Job:
Repeat the records below exactly.

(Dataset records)
★ ★ ★ ★ ★ ★ ★
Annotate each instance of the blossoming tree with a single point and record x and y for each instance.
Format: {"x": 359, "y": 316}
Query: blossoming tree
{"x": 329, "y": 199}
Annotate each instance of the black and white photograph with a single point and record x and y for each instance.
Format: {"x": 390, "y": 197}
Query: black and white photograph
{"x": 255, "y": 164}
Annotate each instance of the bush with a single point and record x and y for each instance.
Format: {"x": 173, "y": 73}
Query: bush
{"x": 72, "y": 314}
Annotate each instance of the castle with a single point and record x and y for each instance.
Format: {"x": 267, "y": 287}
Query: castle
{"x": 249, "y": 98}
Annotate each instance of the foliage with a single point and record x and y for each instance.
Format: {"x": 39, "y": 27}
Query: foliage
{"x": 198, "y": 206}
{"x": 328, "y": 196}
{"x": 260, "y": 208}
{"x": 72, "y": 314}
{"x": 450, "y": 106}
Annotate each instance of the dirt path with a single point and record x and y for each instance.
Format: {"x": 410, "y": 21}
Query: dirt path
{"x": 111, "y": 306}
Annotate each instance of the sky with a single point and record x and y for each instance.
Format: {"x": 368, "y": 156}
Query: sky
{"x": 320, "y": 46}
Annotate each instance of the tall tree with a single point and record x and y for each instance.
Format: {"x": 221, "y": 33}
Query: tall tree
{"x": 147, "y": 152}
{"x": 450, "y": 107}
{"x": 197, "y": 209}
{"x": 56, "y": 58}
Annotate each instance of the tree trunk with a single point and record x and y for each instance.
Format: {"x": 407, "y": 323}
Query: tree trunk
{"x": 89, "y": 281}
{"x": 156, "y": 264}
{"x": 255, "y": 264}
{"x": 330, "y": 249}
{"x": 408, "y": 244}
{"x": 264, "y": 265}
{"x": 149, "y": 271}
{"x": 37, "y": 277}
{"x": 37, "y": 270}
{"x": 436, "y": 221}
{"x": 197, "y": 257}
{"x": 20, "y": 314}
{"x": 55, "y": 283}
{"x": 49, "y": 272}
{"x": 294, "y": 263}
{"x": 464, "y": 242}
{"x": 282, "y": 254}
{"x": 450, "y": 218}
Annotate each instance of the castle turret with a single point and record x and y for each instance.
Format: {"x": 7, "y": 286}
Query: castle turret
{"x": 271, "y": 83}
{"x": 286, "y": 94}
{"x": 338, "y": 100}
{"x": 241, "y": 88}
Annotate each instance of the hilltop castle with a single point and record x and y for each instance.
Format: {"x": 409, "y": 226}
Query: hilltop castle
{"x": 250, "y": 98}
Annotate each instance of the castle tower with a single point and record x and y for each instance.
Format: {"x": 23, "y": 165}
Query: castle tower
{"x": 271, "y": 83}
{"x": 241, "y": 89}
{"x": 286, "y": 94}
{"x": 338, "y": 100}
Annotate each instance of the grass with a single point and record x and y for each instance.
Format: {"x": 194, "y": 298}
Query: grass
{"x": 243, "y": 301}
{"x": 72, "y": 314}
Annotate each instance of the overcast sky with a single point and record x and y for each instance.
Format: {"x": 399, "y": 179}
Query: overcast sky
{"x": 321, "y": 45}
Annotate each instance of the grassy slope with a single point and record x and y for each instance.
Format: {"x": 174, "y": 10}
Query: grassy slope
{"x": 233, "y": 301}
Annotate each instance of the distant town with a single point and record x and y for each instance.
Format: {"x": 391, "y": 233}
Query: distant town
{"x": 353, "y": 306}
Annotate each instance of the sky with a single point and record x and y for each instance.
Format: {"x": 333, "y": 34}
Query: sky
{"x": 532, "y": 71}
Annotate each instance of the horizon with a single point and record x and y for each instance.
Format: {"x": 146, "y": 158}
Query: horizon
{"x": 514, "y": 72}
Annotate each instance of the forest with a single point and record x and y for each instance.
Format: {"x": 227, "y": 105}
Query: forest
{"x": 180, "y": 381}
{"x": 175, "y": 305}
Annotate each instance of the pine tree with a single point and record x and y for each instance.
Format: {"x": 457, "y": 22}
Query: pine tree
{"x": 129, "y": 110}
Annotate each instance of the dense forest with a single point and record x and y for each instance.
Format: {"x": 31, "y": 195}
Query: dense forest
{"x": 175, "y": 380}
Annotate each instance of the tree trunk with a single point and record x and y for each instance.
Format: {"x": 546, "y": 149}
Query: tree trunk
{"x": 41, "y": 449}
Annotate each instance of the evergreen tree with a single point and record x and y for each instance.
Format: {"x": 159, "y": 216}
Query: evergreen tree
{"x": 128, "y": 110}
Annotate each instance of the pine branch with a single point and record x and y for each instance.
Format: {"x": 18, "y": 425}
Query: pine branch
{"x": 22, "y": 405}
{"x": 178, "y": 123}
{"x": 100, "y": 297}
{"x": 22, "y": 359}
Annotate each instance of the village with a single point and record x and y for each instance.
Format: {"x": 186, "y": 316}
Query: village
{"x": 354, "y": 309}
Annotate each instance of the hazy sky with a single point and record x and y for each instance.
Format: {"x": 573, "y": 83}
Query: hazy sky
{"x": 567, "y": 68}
★ ★ ★ ★ ★ ★ ★
Full solution:
Annotate each instance of the blossoming tree with a single point and record x and y for each instance.
Format: {"x": 359, "y": 316}
Query: blossoming tree
{"x": 329, "y": 199}
Annotate each instance of the black and white photograph with a single point and record x and y for each instance.
Format: {"x": 390, "y": 197}
Query: black and white photograph
{"x": 255, "y": 164}
Annotate each instance of the bush with a single point and record x and y for each instance.
Format: {"x": 173, "y": 73}
Query: bush
{"x": 72, "y": 314}
Annotate each instance of the castle with a single point and record x and y for each instance.
Format: {"x": 267, "y": 287}
Query: castle
{"x": 249, "y": 98}
Annotate each instance of the foliage with a single point and record x and y for each instance.
Format: {"x": 39, "y": 27}
Query: foliage
{"x": 198, "y": 206}
{"x": 328, "y": 196}
{"x": 260, "y": 208}
{"x": 72, "y": 314}
{"x": 450, "y": 106}
Annotate each instance of the dirt path with a single point and record x and y for each instance.
Format: {"x": 410, "y": 21}
Query: dirt path
{"x": 111, "y": 306}
Annotate each instance of the sky with a single point and record x and y for each instance.
Format: {"x": 368, "y": 156}
Query: sky
{"x": 320, "y": 46}
Annotate each instance of the tall tree with a single point and record x and y for each instance.
Format: {"x": 221, "y": 33}
Query: tall tree
{"x": 147, "y": 152}
{"x": 450, "y": 107}
{"x": 197, "y": 209}
{"x": 56, "y": 58}
Annotate each instance of the tree trunk with a single point and record x and y for each instance.
Format: {"x": 407, "y": 323}
Query: tree trunk
{"x": 89, "y": 281}
{"x": 156, "y": 264}
{"x": 255, "y": 264}
{"x": 330, "y": 249}
{"x": 408, "y": 244}
{"x": 264, "y": 265}
{"x": 149, "y": 271}
{"x": 37, "y": 277}
{"x": 37, "y": 270}
{"x": 436, "y": 221}
{"x": 197, "y": 257}
{"x": 20, "y": 314}
{"x": 55, "y": 283}
{"x": 49, "y": 272}
{"x": 294, "y": 263}
{"x": 464, "y": 242}
{"x": 282, "y": 254}
{"x": 450, "y": 218}
Annotate each instance of the castle turret with a single point and record x and y for each instance.
Format: {"x": 7, "y": 286}
Query: castle turret
{"x": 271, "y": 83}
{"x": 286, "y": 94}
{"x": 338, "y": 100}
{"x": 241, "y": 88}
Annotate each instance of the hilltop castle with a single point and record x and y for each instance.
Format: {"x": 409, "y": 226}
Query: hilltop castle
{"x": 250, "y": 98}
Annotate each instance of the castle tower with a single point and record x and y for each instance.
Format: {"x": 23, "y": 165}
Query: castle tower
{"x": 271, "y": 83}
{"x": 241, "y": 89}
{"x": 286, "y": 94}
{"x": 338, "y": 100}
Annotate each instance of the grass with a single point and record x and y for each instance.
Format: {"x": 194, "y": 298}
Query: grass
{"x": 243, "y": 301}
{"x": 72, "y": 314}
Annotate each instance of the overcast sky with a single point and record x and y for each instance.
Format: {"x": 399, "y": 179}
Query: overcast sky
{"x": 321, "y": 45}
Annotate each instance of the grassy slope with a single point and record x and y for each instance.
Format: {"x": 174, "y": 10}
Query: grassy slope
{"x": 233, "y": 301}
Annotate each instance of the distant town with a single point and record x and y for each instance.
Format: {"x": 391, "y": 233}
Query: distant town
{"x": 353, "y": 306}
Annotate each instance of the sky with a single point and record x and y for each instance.
Format: {"x": 333, "y": 34}
Query: sky
{"x": 532, "y": 71}
Annotate each instance of the horizon with a single point and record x and y for each instance.
Format: {"x": 146, "y": 158}
Query: horizon
{"x": 514, "y": 72}
Annotate each instance of the forest with a single point and record x and y for each instance.
Format: {"x": 227, "y": 105}
Query: forest
{"x": 180, "y": 381}
{"x": 175, "y": 305}
Annotate each instance of the pine tree with a single point and record x and y for each instance.
Format: {"x": 457, "y": 22}
Query: pine tree
{"x": 129, "y": 110}
Annotate each instance of the dense forest with a single point and record x and y for each instance.
Format: {"x": 31, "y": 195}
Query: dense forest
{"x": 175, "y": 380}
Annotate each instance of the tree trunk with a single point and record x and y for each instance.
Format: {"x": 546, "y": 149}
Query: tree trunk
{"x": 41, "y": 449}
Annotate each instance of the evergreen tree with a single point and record x and y for each instance.
Format: {"x": 159, "y": 216}
Query: evergreen tree
{"x": 128, "y": 110}
Annotate each instance of the pine branch with a single point and record x and y for each instance.
Format: {"x": 18, "y": 425}
Query: pine branch
{"x": 22, "y": 405}
{"x": 178, "y": 123}
{"x": 100, "y": 297}
{"x": 22, "y": 359}
Annotate each instance of the village with a single point and record x and y for each instance.
Format: {"x": 186, "y": 316}
Query: village
{"x": 354, "y": 309}
Annotate each instance of the hazy sky with a single point and record x and y for each instance.
Format: {"x": 573, "y": 83}
Query: hazy sky
{"x": 567, "y": 68}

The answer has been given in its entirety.